■ AIM OF THE EXERCISE ■
Below are some entries. Output each one exactly as it appears.

--- INPUT RECORDS Enclosed Below ---

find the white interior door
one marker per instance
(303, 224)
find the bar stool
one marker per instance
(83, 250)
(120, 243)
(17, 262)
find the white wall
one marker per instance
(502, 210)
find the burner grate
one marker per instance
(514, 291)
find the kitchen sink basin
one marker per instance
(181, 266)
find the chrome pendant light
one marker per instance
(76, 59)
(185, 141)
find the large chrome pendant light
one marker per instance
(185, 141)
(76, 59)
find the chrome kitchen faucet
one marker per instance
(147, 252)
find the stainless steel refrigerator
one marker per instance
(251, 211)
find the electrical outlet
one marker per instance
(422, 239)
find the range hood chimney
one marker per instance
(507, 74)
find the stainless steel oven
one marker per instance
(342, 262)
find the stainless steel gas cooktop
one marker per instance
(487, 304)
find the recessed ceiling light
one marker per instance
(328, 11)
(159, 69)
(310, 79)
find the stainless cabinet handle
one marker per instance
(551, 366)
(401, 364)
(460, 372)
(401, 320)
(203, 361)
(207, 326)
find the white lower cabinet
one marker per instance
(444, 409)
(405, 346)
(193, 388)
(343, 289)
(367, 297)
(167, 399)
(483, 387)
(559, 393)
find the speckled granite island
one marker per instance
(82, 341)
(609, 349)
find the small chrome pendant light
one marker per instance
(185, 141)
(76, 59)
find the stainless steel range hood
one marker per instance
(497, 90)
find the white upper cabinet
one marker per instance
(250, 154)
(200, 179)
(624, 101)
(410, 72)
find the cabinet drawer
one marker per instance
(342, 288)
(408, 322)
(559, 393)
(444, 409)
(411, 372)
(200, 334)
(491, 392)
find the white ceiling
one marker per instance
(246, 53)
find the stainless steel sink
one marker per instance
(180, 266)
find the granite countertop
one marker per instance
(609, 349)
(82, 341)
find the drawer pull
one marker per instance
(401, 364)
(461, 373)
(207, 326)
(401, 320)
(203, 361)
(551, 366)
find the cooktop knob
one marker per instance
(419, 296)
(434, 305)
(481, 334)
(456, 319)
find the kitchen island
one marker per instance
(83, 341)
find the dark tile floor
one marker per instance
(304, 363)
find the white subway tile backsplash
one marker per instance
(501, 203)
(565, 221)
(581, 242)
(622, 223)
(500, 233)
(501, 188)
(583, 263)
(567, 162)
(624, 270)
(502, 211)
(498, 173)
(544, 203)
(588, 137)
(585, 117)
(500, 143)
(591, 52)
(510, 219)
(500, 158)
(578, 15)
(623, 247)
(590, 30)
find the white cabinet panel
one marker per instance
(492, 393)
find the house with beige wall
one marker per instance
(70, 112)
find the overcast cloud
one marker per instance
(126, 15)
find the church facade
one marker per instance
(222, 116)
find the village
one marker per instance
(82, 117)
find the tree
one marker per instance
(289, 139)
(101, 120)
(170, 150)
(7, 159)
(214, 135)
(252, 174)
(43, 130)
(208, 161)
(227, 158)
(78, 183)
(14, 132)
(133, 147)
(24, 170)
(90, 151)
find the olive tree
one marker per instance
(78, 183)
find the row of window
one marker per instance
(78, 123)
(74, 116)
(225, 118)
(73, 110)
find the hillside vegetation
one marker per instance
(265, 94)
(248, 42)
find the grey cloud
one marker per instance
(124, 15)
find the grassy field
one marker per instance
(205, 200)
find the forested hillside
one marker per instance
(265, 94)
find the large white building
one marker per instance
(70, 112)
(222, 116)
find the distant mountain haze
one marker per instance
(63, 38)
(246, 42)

--- End of Enclosed INPUT RECORDS ---

■ RESPONSE AREA ■
find the white interior door
one marker per instance
(303, 224)
find the bar stool
one marker per instance
(83, 250)
(120, 243)
(17, 262)
find the white wall
one marker per instance
(502, 210)
find the burner grate
one marker per instance
(514, 291)
find the kitchen sink basin
one marker per instance
(181, 266)
find the chrome pendant light
one marker per instance
(76, 59)
(185, 141)
find the large chrome pendant light
one marker per instance
(185, 141)
(76, 59)
find the chrome kitchen faucet
one marker per instance
(147, 252)
find the stainless steel refrigerator
one marker per instance
(251, 211)
find the electrical outlet
one marker per instance
(422, 239)
find the range hood chimney
one marker per instance
(507, 74)
find the stainless steel oven
one marker per instance
(342, 262)
find the stainless steel gas cooktop
one marker per instance
(487, 304)
find the recessed ceiling light
one marker per instance
(328, 11)
(159, 69)
(310, 79)
find the stainless cabinet handle
one marker per instance
(551, 366)
(401, 364)
(460, 372)
(401, 320)
(203, 361)
(207, 326)
find the white lower cabinet
one marker per instance
(444, 409)
(405, 346)
(193, 388)
(343, 289)
(367, 297)
(167, 399)
(483, 387)
(559, 393)
find the speckled granite island
one marker per instance
(82, 341)
(609, 349)
find the small chrome pendant light
one marker per instance
(185, 141)
(76, 59)
find the stainless steel range hood
one marker per instance
(497, 90)
find the white upper cabinet
one marker per instance
(250, 154)
(200, 179)
(624, 101)
(410, 72)
find the cabinet drawer
one marker per instance
(342, 288)
(408, 322)
(559, 393)
(444, 409)
(411, 372)
(200, 334)
(491, 392)
find the white ceiling
one marker per instance
(246, 53)
find the stainless steel sink
one marker per instance
(180, 266)
find the granite countertop
one marker per instance
(609, 349)
(82, 341)
find the drawer pull
one marker per instance
(401, 364)
(461, 373)
(207, 326)
(401, 320)
(203, 361)
(551, 366)
find the cooktop knob
one marker per instance
(419, 296)
(434, 305)
(481, 334)
(456, 319)
find the kitchen island
one marker per instance
(83, 341)
find the dark tile floor
one marker per instance
(304, 363)
find the white subway tile backsplash
one marker per instance
(501, 203)
(565, 221)
(581, 242)
(622, 223)
(500, 233)
(501, 188)
(583, 263)
(567, 162)
(624, 270)
(502, 211)
(498, 173)
(544, 203)
(588, 137)
(585, 117)
(500, 143)
(591, 52)
(510, 219)
(500, 158)
(578, 15)
(623, 247)
(590, 30)
find the white cabinet panel
one marker per instance
(492, 393)
find the house with beige wall
one marker per instance
(70, 112)
find the overcast cloud
one marker per instance
(126, 15)
find the church facade
one marker per instance
(222, 116)
find the village
one marker per instance
(82, 117)
find the tree
one marker per instance
(289, 139)
(101, 120)
(170, 150)
(7, 159)
(214, 135)
(252, 174)
(43, 130)
(208, 161)
(227, 158)
(78, 183)
(14, 132)
(133, 147)
(24, 170)
(90, 151)
find the olive tree
one marker per instance
(78, 183)
find the row of window
one marker per instance
(78, 123)
(74, 116)
(225, 118)
(73, 110)
find the hillside vegetation
one marker per instance
(265, 94)
(248, 42)
find the grey cloud
one marker per instance
(124, 15)
find the grassy field
one marker per instance
(205, 200)
find the forested hillside
one marker per instance
(265, 94)
find the large white building
one marker per instance
(70, 112)
(222, 116)
find the distant mountain haze
one marker per instance
(63, 38)
(246, 42)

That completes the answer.